### Source document
---

CALLBACK and pPRODUCTION ARGUMENTS
       As mentioned earlier, there are three different argument conventions
       used by the parser when invoking callbacks:

           $obj                # Null, no additional data
           $obj, $scalar       # A single piece of information
           $obj, $hashRef      # A complex data structure

       Many aspects in the DEF grammar are optional.  A Component, for
       example, may or may not have been assigned a location (placed).  If an
       optional attribute is not present then the hash passed to the callback
       will not have the corresponding key.

       DieArea : HashRef


           LLX               => Number, Required
           LLY               => Number, Required
           URX               => Number, Required
           URY               => Number, Required


       GCellGrid : HashRef


           X                 => -+
           Y                 => -+- HashRef, Optional
             {
               Origin        => Number, Required
               Num           => Number, Required
               Step          => Number, Required
             }

       "X" and "Y" keys have identical HashRef structures.

---

Extend the DEF parser callback reference past its last line, keeping the same layout. You won't need the records.

### Recorded information
---

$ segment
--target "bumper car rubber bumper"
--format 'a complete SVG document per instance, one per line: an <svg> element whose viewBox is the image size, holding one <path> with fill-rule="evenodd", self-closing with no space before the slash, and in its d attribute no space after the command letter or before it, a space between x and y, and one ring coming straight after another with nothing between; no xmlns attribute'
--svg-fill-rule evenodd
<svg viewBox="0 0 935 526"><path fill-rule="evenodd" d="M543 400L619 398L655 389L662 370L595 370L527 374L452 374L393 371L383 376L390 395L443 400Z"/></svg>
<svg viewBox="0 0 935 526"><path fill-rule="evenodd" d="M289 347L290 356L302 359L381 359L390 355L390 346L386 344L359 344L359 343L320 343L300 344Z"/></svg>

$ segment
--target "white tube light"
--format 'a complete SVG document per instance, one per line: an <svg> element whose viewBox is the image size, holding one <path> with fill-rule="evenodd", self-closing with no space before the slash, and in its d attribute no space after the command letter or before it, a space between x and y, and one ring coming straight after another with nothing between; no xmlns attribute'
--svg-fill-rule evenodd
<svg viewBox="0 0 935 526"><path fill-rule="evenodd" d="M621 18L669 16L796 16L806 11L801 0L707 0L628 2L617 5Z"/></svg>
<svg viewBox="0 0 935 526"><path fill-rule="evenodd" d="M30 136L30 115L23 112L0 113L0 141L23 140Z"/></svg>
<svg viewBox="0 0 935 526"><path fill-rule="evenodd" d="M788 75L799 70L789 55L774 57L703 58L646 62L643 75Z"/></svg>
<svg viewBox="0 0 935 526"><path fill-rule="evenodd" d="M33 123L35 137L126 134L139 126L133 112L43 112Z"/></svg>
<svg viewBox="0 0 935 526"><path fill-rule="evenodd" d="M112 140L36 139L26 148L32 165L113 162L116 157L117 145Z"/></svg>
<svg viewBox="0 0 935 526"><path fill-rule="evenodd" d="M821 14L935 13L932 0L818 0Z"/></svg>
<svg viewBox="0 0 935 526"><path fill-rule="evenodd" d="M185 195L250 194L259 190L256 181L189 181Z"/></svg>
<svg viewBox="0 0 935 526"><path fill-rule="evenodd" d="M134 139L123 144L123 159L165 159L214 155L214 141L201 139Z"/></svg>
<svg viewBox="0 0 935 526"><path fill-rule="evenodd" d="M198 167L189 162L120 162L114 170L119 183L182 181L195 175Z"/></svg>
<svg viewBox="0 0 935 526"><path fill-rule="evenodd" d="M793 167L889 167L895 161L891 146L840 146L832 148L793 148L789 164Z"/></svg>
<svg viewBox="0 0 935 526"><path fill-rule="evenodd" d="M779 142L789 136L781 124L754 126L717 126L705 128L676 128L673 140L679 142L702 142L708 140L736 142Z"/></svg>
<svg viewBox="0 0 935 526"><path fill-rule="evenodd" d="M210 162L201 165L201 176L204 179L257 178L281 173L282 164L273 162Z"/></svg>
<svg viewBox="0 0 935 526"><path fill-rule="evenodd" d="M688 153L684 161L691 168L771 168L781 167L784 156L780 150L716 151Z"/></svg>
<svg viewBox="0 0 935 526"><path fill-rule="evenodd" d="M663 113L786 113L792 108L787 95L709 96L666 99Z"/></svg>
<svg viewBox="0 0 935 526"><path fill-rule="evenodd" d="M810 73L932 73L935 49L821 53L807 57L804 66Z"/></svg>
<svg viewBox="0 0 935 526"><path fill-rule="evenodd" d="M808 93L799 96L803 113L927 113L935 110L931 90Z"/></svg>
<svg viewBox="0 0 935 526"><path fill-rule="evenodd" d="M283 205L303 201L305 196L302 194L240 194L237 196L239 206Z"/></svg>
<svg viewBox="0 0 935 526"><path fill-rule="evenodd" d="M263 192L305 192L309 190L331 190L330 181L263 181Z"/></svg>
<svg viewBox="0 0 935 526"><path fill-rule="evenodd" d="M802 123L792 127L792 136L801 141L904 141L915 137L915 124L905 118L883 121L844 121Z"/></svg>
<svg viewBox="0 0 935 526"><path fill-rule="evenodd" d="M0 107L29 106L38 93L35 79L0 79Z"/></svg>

---

### Exercise response
       History : scalar


       Row : HashRef


           RowName           => String, Required
           RowType           => String, Required
           OriginX           => Number, Required
           OriginY           => Number, Required
           Orient            => String, Required
           NumX              => Number, Required
           NumY              => Number, Required
           StepX             => Number, Required
           StepY             => Number, Required
           Properties        => HashRef, Optional
             {
               "prop"        => "value",
               ...
             }

       Note that if the deprecated SITE production is encountered then this
       Row callback will be triggered, but the RowName key will contain the
       string "SITE".  The pRow will output the older SITE form if the rowname
       is "SITE".

       Technology : scalar


       Tracks


           Direction         => String, Required
           Origin            => Number, Required
           Num               => Number, Required
           Step              => Number, Required
           Layer             => ArrayRef, Required
             [
               "layer",
               ...
             ]

       The Direction String will be either "X" or "Y".

       Units : scalar

       This is the UNITS DISTANCE MICRONS setting, typically 100.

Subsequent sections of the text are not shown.